JOB A:
Using the text on exam score probabilities, say whether each statement agrees with it, giving yes or no and quoting the deciding words: (i) the 90th percentile of the exam scores is 69.4; (ii) 10^99 may be typed in place of 1E99; (iii) the probability that one student scores less than 85 is about 0.5.

5.7 Calculations of probabilities

Let $X=$ a score on the final exam. $X$ ~ $N(63,5)$ , where $\mu =63$ and $\sigma =5$

Draw a graph.

Then, find $P(x> 65)$ .

$P(x> 65)=0.3446$ (calculator or computer)

The probability that one student scores more than 65 is 0.3446.

Using the TI-83+ or the TI-84 calculators, the calculation is as follows. Go into 2nd DISTR .

After pressing 2nd DISTR , press 2:normalcdf .

The syntax for the instructions are shown below.

normalcdf(lower value, upper value, mean, standard deviation) For this problem:normalcdf(65,1E99,63,5) = 0.3446. You get 1E99 ( = ${10}^{99}$ ) by pressing 1 , the EE key (a 2nd key) and then 99 . Or, you can enter 10^99 instead. The number ${10}^{99}$ is way out in the right tail of the normal curve. We are calculating the areabetween 65 and ${10}^{99}$ . In some instances, the lower number of the area might be -1E99 ( = ${-10}^{99}$ ). The number ${-10}^{99}$ is way out in the left tail of the normal curve.

$z=\frac{65-63}{5}=0.4$ . Area to the left is 0.6554. $P(x> 65)=P(z> 0.4)=1-0.6554=0.3446$

Draw a graph.

Then find $P(x< 85)$ . Shade the graph. $P(x< 85)=1$ (calculator or computer)

The probability that one student scores less than 85 is approximately 1 (or 100%).

The TI-instructions and answer are as follows:

normalcdf(0,85,63,5) = 1 (rounds to 1)

Find the 90th percentile. For each problem or part of a problem, draw a new graph. Draw the x-axis. Shade the area that corresponds to the 90th percentile.

Let $k$ = the 90th percentile. $k$ is located on the x-axis. $P(x< k)$ is the area to the left of $k$ . The 90th percentile $k$ separates the exam scores into those that are the same or lower than $k$ and those that are the same or higher. Ninety percent of the test scores are the same or lower than $k$ and 10% are the same or higher. $k$ is often called a critical value .

$k=69.4$ (calculator or computer)

The 90th percentile is 69.4. This means that 90% of the test scores fall at or below 69.4 and 10% fall at or above.For the TI-83+ or TI-84 calculators, use invNorm in 2nd DISTR . invNorm(area to the left, mean, standard deviation)For this problem, invNorm(0.90,63,5) = 69.4

Find the 70th percentile.

Draw a new graph and label it appropriately. $k=65.6$

The 70th percentile is 65.6. This means that 70% of the test scores fall at or below 65.5 and 30% fall at or above.

invNorm(0.70,63,5) = 65.6

JOB B:
Return each line of the records below that contains the string "window", matching case exactly.

[Object location annotation data]
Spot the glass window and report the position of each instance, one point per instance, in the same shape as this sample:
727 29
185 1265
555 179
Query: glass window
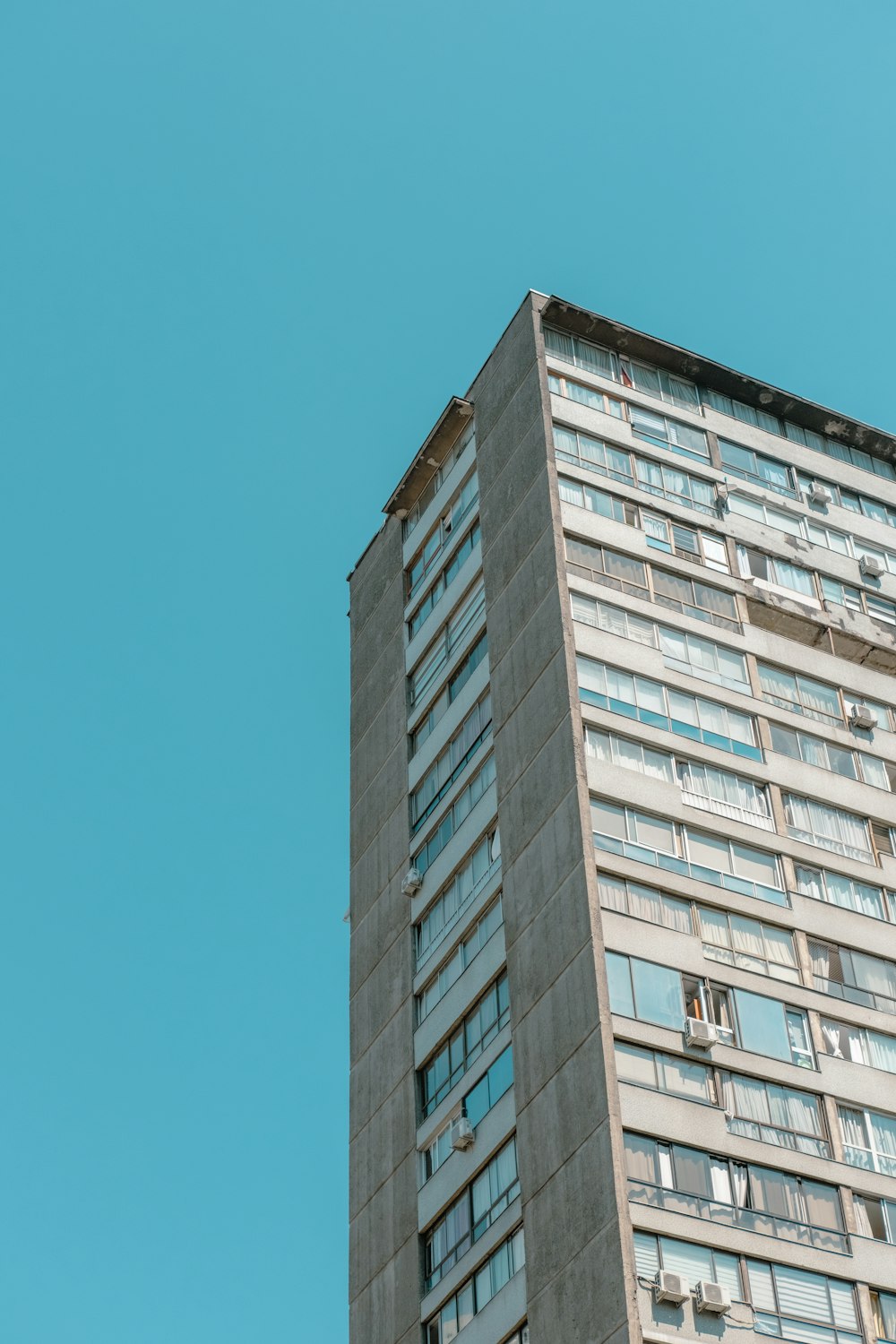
754 467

EXERCISE RESPONSE A:
(i) Yes: "The 90th percentile is 69.4."
(ii) Yes: "Or, you can enter 10^99 instead."
(iii) No: "The probability that one student scores less than 85 is approximately 1 (or 100%)."

EXERCISE RESPONSE B:
Spot the glass window and report the position of each instance, one point per instance, in the same shape as this sample:
Query: glass window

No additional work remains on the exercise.